* _Task prompt_
Convert every line of the data below into a numbered list, skipping any blank lines.

---- Records to use

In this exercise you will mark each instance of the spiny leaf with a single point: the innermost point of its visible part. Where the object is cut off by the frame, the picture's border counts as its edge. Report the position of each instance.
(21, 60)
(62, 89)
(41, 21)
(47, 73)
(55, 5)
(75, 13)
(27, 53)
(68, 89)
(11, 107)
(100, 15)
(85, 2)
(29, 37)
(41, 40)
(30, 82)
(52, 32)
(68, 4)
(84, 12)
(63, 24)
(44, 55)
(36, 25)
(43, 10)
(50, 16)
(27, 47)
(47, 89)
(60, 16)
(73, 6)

--------

* _Answer to the task_
1. In this exercise you will mark each instance of the spiny leaf with a single point: the innermost point of its visible part. Where the object is cut off by the frame, the picture's border counts as its edge. Report the position of each instance.
2. (21, 60)
3. (62, 89)
4. (41, 21)
5. (47, 73)
6. (55, 5)
7. (75, 13)
8. (27, 53)
9. (68, 89)
10. (11, 107)
11. (100, 15)
12. (85, 2)
13. (29, 37)
14. (41, 40)
15. (30, 82)
16. (52, 32)
17. (68, 4)
18. (84, 12)
19. (63, 24)
20. (44, 55)
21. (36, 25)
22. (43, 10)
23. (50, 16)
24. (27, 47)
25. (47, 89)
26. (60, 16)
27. (73, 6)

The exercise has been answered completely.